[QUOTED TEXT]
----------

Dear Friends and Colleagues across the world and across campus,
It is my great pleasure and honor to welcome you to International Affairs at UC Riverside. We are a team of professionals dedicated to providing the highest level of service to our international and domestic partners, scholars and students. The United States is known for intellectual freedom. It welcomes collaboration from all across the globe and we are here to help facilitate international exchanges of students, scholars and ideas with partner institutions.
Our departments foster UCR’s global engagement, and our work varies in direct response to the populations we serve, be it students, faculty, visiting researchers or international collaborators. We at UCR International Affairs are here to offer advice, assistance, and guidance to help enhance UCR’s global impact through mission-driven teaching, research, and public service.
As someone who personally benefited immensely from academic institutions’ international services and resources, from being an exchange student to becoming an international student and scholar, I feel very passionate about providing the same life changing experiences to others. As much as we know how the immigration process for our international students and scholars is rewarding, we are also aware of how stressful it can be. We are dedicated to providing expedient and competent service for the immigration needs of our international students and scholars. International Affairs also offers UCR students opportunities to learn abroad while receiving credit toward their UCR degrees. We encourage all Highlanders to step out of their comfort zone and enrich their education through many study abroad programs that we provide with our partners and our faculty.

----------

[STORED DATA]
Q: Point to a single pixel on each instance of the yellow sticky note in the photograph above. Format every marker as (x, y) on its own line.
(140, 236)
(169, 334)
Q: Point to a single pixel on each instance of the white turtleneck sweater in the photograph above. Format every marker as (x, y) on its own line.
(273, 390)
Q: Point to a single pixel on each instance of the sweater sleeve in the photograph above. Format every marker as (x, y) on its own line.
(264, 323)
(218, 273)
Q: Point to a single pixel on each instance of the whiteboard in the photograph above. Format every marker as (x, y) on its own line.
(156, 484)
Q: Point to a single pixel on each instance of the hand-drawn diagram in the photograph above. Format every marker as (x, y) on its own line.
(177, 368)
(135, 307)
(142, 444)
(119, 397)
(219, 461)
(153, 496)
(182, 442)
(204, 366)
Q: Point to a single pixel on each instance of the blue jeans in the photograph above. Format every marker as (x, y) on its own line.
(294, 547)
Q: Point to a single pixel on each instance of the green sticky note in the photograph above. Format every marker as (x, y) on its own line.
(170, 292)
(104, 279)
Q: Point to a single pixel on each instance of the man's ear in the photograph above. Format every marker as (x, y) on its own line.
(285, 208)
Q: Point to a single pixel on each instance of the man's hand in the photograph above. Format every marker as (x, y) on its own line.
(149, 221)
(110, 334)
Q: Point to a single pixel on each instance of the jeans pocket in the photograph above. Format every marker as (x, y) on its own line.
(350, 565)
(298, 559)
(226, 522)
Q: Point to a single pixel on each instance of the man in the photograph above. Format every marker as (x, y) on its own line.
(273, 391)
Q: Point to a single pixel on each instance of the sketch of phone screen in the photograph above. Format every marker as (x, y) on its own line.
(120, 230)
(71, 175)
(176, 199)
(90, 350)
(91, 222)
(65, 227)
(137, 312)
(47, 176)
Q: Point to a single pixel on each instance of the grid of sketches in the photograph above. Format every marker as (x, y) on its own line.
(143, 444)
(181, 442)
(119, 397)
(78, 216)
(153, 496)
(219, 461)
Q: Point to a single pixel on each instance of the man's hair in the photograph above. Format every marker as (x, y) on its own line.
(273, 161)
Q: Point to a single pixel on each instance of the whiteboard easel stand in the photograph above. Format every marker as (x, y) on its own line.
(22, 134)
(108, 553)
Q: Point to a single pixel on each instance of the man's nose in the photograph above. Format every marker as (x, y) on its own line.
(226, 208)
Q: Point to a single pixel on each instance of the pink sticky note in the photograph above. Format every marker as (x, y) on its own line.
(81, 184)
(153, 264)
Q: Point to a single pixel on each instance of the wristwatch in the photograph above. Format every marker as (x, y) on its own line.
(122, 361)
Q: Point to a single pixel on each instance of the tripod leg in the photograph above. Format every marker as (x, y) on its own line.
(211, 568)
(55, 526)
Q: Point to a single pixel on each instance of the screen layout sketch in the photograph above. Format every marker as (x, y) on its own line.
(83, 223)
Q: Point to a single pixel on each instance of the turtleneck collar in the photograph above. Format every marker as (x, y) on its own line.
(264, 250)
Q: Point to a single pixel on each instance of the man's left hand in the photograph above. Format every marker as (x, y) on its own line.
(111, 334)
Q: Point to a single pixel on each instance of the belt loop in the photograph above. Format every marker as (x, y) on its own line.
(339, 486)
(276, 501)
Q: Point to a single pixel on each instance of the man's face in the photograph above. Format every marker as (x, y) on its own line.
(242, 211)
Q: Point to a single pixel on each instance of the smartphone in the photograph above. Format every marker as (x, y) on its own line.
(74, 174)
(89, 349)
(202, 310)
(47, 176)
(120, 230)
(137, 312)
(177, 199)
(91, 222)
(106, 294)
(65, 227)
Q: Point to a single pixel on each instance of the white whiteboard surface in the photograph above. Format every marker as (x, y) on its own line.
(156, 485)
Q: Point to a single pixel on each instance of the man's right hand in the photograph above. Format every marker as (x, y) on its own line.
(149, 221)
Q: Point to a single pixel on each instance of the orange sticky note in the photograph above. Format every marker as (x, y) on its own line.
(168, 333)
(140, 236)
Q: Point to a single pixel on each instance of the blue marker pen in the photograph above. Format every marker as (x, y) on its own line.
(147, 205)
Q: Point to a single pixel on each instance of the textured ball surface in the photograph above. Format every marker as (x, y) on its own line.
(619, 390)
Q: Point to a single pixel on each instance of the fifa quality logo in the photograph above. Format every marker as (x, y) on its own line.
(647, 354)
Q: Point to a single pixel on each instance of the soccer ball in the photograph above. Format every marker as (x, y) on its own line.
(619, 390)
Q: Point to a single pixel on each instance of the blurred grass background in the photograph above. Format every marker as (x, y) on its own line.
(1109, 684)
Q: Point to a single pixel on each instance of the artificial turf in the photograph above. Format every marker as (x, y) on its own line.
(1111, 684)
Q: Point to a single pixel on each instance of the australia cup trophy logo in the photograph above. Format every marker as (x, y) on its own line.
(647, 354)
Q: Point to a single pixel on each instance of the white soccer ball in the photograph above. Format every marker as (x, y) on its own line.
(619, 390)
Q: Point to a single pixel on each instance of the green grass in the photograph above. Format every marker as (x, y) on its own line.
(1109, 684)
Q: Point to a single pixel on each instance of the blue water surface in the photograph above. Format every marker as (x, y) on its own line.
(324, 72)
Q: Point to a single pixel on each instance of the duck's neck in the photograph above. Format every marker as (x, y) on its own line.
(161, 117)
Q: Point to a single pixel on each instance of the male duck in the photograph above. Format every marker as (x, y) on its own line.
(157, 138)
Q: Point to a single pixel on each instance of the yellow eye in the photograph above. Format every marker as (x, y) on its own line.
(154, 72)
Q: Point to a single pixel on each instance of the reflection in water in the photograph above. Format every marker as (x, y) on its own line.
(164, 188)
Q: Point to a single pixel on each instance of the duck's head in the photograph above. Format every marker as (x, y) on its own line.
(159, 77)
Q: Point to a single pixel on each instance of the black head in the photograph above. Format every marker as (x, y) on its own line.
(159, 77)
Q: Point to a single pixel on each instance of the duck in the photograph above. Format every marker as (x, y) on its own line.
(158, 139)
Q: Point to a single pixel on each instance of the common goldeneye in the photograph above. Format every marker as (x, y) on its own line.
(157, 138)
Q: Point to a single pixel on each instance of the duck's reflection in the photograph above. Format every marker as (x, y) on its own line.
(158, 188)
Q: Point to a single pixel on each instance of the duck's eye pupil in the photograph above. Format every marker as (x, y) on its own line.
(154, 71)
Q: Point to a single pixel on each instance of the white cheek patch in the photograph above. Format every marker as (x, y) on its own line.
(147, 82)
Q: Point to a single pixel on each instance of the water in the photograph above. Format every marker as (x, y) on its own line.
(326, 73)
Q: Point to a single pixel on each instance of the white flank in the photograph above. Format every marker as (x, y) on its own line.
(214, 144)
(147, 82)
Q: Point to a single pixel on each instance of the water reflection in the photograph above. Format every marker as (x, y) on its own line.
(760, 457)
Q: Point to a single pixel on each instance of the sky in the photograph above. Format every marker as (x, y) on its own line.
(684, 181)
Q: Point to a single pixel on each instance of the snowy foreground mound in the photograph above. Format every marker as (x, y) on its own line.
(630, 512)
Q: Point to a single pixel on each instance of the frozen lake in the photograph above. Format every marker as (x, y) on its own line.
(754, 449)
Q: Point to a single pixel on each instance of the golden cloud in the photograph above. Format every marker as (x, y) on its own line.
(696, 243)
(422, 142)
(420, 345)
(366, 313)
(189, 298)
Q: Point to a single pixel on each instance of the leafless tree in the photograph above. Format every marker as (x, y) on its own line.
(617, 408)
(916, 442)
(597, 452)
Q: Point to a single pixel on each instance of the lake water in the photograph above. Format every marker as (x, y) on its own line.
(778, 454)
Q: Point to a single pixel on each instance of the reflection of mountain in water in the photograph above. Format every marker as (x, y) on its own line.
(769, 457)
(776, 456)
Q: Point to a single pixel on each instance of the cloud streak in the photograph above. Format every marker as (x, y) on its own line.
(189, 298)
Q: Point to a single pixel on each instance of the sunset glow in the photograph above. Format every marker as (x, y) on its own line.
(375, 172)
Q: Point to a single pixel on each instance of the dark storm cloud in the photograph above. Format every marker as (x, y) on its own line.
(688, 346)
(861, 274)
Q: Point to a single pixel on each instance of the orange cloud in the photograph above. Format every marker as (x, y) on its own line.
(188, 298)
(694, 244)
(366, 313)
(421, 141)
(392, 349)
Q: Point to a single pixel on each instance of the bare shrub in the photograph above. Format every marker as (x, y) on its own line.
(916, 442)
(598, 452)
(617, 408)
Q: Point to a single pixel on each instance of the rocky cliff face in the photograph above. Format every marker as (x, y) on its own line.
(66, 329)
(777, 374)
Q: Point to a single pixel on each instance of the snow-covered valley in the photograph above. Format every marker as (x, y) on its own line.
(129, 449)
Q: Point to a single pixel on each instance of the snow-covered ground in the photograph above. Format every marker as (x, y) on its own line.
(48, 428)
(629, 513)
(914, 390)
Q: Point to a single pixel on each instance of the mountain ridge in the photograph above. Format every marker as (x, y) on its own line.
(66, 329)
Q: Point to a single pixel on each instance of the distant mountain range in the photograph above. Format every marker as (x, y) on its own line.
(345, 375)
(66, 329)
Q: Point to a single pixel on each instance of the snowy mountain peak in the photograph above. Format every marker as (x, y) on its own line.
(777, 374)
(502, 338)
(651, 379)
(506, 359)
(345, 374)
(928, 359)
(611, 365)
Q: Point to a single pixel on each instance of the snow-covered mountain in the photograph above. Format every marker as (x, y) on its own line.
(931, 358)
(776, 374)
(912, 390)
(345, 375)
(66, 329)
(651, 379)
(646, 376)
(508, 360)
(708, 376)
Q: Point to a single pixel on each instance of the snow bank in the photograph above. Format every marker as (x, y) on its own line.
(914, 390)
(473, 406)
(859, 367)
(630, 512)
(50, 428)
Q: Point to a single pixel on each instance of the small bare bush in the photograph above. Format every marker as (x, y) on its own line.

----------

[TASKS TO CARRY OUT]
1. According to the welcome letter, why does the writer feel passionate about offering life-changing experiences to others? Answer in one to three sentences.
2. Summarize the welcome letter in two sentences.
The rows are separate material from the welcome letter.

[FINAL ANSWERS]
1. The writer personally benefited immensely from academic institutions' international services and resources, first as an exchange student and later as an international student and scholar. That experience motivates the writer to provide the same life-changing experiences to others.

2. UC Riverside's International Affairs team serves international and domestic partners, scholars and students by facilitating international exchanges and offering advice, assistance and guidance to enhance UCR's global impact. It provides expedient, competent service for the immigration needs of international students and scholars, and it offers UCR students study abroad programs that earn credit toward their degrees.